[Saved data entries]
+++

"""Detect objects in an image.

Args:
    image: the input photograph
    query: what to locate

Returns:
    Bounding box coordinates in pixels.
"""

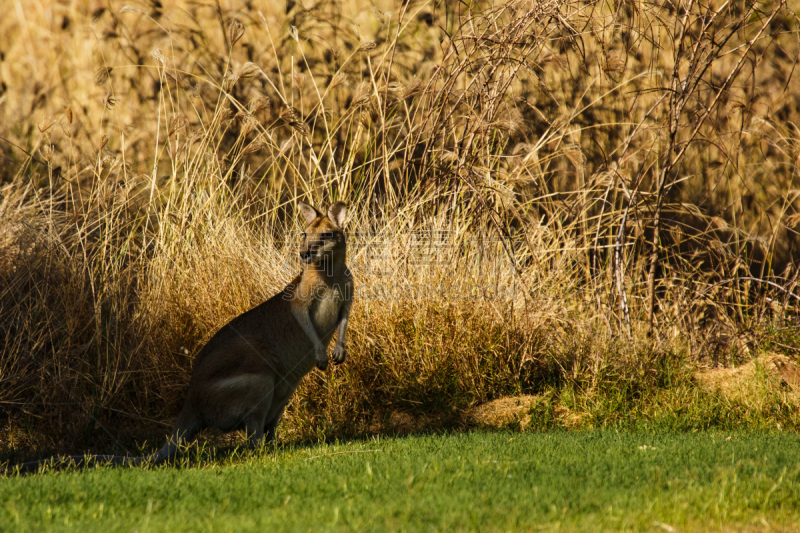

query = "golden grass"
[0,0,800,450]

+++

• [PROBLEM TO WORK ON] All of the records need repeating exactly, except for the pictures.

• [EXPECTED ANSWER]
"""Detect objects in an image.

Args:
    image: the input photograph
    query: what to locate

Returns:
    Bounding box coordinates in pixels.
"""


query = "golden grass"
[0,0,800,450]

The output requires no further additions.